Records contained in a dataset
☆ ☆ ☆

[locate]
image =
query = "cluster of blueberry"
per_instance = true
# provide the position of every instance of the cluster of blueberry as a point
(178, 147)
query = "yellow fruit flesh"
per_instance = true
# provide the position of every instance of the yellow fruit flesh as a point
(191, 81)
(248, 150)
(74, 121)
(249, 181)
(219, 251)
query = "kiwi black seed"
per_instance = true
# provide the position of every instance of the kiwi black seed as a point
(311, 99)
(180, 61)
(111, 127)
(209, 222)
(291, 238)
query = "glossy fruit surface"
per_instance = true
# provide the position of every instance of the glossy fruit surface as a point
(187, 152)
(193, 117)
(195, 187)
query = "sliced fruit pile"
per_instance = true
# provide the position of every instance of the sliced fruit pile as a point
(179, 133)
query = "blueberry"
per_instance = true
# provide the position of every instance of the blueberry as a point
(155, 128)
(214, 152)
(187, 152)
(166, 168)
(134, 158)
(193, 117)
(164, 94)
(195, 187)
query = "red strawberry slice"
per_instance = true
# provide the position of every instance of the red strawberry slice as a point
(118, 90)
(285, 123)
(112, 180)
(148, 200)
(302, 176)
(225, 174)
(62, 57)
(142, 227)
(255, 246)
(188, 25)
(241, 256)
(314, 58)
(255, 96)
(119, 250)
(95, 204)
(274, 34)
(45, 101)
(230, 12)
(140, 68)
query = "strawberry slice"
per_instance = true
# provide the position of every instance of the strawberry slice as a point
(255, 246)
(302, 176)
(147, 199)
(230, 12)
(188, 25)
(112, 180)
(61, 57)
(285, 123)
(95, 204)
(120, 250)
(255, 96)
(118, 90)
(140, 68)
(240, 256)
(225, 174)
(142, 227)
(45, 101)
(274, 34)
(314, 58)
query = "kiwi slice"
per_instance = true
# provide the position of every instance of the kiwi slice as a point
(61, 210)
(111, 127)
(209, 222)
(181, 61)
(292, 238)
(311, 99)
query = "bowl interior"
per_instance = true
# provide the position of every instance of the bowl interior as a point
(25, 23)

☆ ☆ ☆

**Work item**.
How many lines in the records above contain the word "query"? Give only the number.

**Task solution**.
10